> [Text]:
+++

Alternatively, the first thermal energy is used in the uppermost portion of the upper interior portion to further heat a part of the hydrogen of the (pre-heated) hydrogen containing reducing agent for providing said chemical reaction between the hydrogen of the pre-heated hydrogen containing reducing agent and the oxygen of the metal oxide material.

Alternatively, the first thermal energy is used in the uppermost portion of the upper interior portion to further heat a remaining quantity of hydrogen of the (pre-heated) hydrogen containing reducing agent, which remaining quantity of hydrogen of the hydrogen containing reducing agent not yet being consumed and which has ascended upward in the direct reduction facility toward the uppermost portion (formed by a direct reduction facility top section) of the upper interior portion, whereas the remaining quantity of hydrogen provides the chemical reaction and efficient direct reduction of the iron ore oxide material in said uppermost portion, despite the fact that the pre-heated hydrogen containing reducing agent will contain the larger quantity of water steam and less quantity of hydrogen, the higher up the pre-heated hydrogen containing reducing agent has ascended in the direct reduction facility.

Alternatively, the first thermal energy is thus used in the uppermost portion to further heat said remaining quantity of hydrogen for providing said chemical reaction between at least a part of said remaining quantity of hydrogen and the oxygen of the iron ore oxide material, providing direct reduction, wherein removal of oxygen from the iron ore oxide material is achieved by the chemical reaction. The excess pre-heated hydrogen containing reducing agent in the uppermost portion constitutes a top gas comprising hot water steam, which is withdrawn from the direct reduction facility via the top gas removing device.

Alternatively, the first thermal energy is thus used to further heat the remaining quantity of hydrogen of the hydrogen containing reducing agent for efficient direct reduction in the uppermost portion and/or to avoid undesirable/unwanted cooling down said remaining quantity of hydrogen of the hydrogen containing reducing agent not yet being consumed in the uppermost portion, for providing effective direct reduction.

It is thus achieved that the iron ore oxide material charged into the direct reduction facility avoids cooling down the remaining quantity of hydrogen of the hydrogen containing reducing agent in the uppermost portion.

This has the effect that an energy effective production of reduced iron material, such as sponge iron, is provided at the same time as a top gas comprising hot water steam is produced, which hot water steam is to be introduced into the high temperature electrolysis unit.

Alternatively, the direct reduction facility is configured to remove a high-temperature exit gas (the top gas comprising the hot water steam) from the direct reduction facility via the top gas removing device.

+++

Records from a dataset:

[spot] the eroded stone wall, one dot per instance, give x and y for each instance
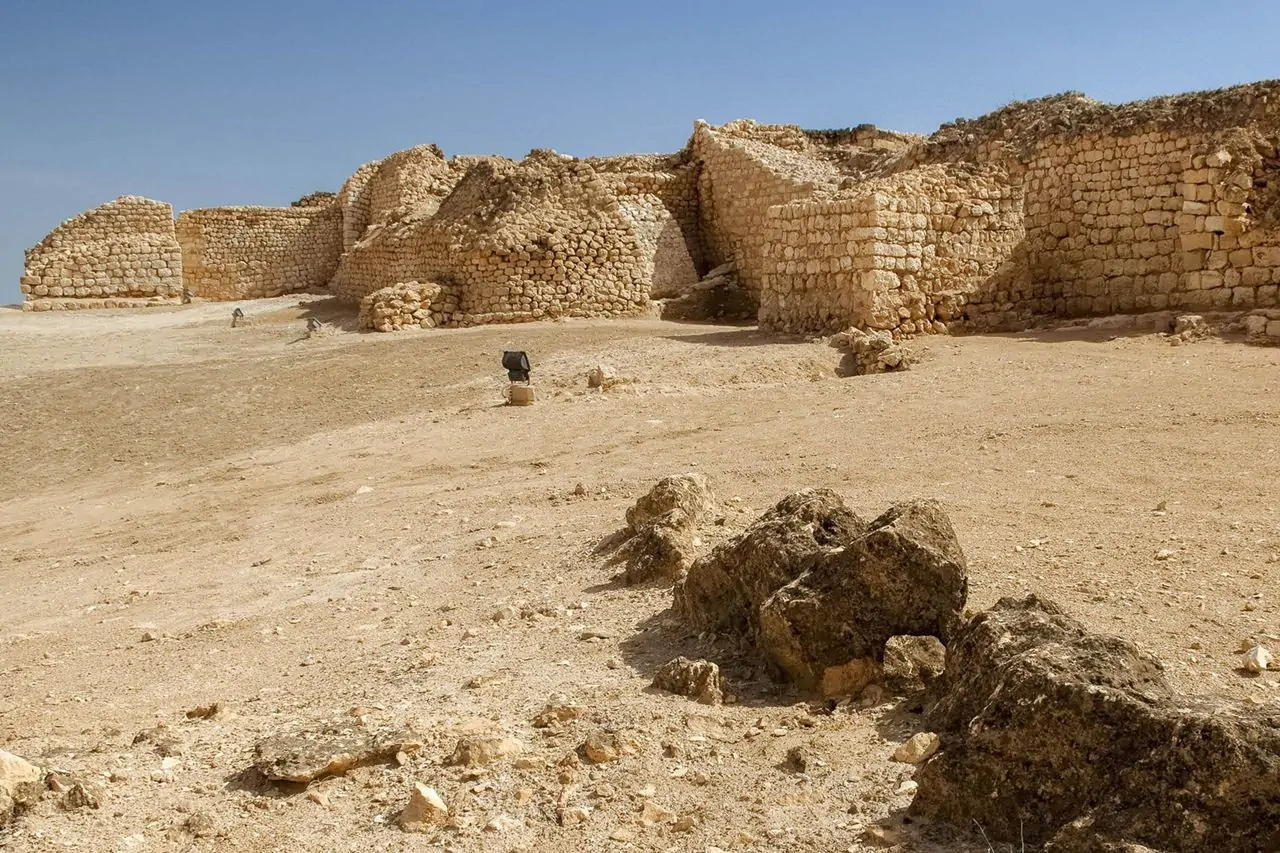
(256, 252)
(1072, 208)
(743, 177)
(549, 236)
(113, 255)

+++

> [To-do list]:
(a) Summarize the passage on hydrogen-based direct reduction of iron ore in two sentences.
(b) Continue the passage on hydrogen-based direct reduction of iron ore from the point where it stops.

> [Results for each task]:
(a) First thermal energy is used in the uppermost portion of the direct reduction facility to further heat the remaining, not yet consumed hydrogen of the pre-heated reducing agent, so that it reacts with the oxygen of the iron ore oxide material and does not get cooled down by the charged ore. This gives energy-effective production of reduced iron such as sponge iron, while the excess reducing agent forms a top gas of hot water steam that is withdrawn via the top gas removing device and is to be introduced into the high temperature electrolysis unit.

(b)
Alternatively, the iron material production configuration comprises a top gas recycling arrangement adapted to recycle hydrogen of the high-temperature exit gas and adding it to the hydrogen produced by the high temperature electrolysis unit. Alternatively, the direct reduction facility is configured to feed a high-temperature water steam (hot water steam) of the high-temperature exit gas to a high-temperature electrolysis unit configured to produce hydrogen to be introduced into the direct reduction facility and used for the chemical reaction.

Alternatively, the reduction facility comprises an upper interior portion, a lower interior portion and an intermediate interior portion situated between the upper and lower interior portion.

Alternatively, the direct reduction facility is configured to allow the reduced metal material, and/or iron ore oxide material subject to direct reduction, to descend to the lower interior.

Alternatively, the direct reduction facility is configured to allow the pre-heated hydrogen containing reducing agent to ascend upward in the direct reduction facility for contacting the descending metal oxide material.

Alternatively, the method comprises the step of discharging the reduced iron material.

Alternatively, the pre-heated hydrogen containing reducing agent comprises about 80-100 % hydrogen, preferably up to 100 % hydrogen by volume.

The pre-heated hydrogen containing reducing agent comprises about 40-60 % hydrogen, preferably about 45-55 % hydrogen by volume.

Alternatively, the hydrogen containing reducing agent being introduced into the direct reduction facility exhibits a temperature (second thermal energy) of about 250 °C to about 750 °C, preferably about 350 °C to about 650 °C.

Alternatively, the hydrogen containing reducing agent that is fed into the direct reduction facility may exhibit a temperature (second thermal energy) of about 300 °C to about 800 °C, preferably about 400 °C to about 700 °C.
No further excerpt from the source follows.